Natural-language object grounding data
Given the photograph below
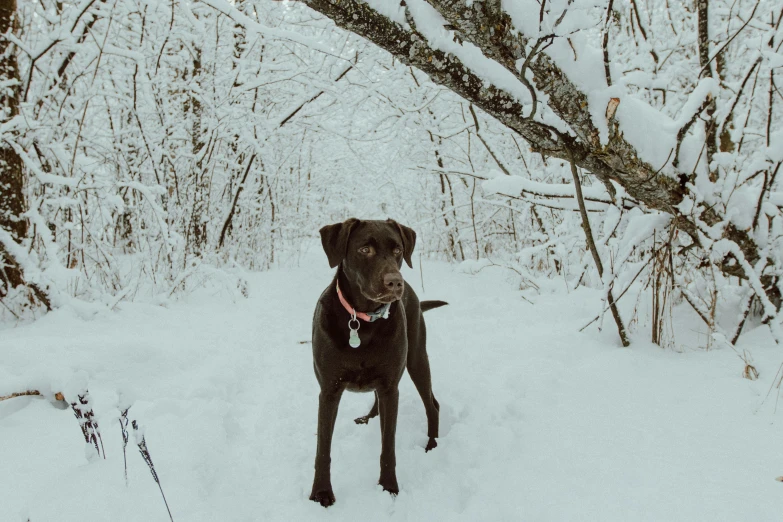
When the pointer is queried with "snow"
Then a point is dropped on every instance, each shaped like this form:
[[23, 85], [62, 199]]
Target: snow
[[538, 422]]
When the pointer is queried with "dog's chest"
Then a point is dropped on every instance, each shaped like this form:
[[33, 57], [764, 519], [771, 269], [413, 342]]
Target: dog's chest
[[373, 367]]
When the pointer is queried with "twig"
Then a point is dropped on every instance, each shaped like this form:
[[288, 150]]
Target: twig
[[594, 250], [141, 442]]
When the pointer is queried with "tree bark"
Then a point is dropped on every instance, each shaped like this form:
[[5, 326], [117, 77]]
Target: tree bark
[[12, 201], [711, 128], [486, 25]]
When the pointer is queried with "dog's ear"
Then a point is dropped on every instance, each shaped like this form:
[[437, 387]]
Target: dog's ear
[[408, 241], [334, 239]]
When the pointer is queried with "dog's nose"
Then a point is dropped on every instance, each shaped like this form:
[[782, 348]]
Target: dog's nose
[[393, 281]]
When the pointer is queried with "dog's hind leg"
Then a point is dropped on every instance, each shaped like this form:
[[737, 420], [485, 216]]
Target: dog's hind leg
[[373, 413], [419, 370]]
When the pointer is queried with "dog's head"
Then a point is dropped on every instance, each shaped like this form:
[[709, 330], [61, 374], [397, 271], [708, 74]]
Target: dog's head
[[371, 253]]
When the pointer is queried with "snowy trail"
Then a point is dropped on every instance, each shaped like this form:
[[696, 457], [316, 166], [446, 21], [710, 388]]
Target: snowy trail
[[538, 422]]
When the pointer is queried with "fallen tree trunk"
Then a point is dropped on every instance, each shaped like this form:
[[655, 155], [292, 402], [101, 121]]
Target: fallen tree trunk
[[490, 28]]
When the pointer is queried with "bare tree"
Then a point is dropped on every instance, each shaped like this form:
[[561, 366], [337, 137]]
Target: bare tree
[[12, 202], [488, 26]]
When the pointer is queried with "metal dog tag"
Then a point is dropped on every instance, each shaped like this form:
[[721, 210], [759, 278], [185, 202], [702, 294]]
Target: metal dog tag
[[353, 337]]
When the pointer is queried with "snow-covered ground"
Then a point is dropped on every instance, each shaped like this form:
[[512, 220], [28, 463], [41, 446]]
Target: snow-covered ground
[[538, 422]]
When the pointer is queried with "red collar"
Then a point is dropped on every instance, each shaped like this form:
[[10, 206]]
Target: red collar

EXERCISE DESCRIPTION →
Whenever a line in the records contains the word "collar", copy that line.

THE COMPLETED TASK →
When the pointer is queried with "red collar"
Target: red collar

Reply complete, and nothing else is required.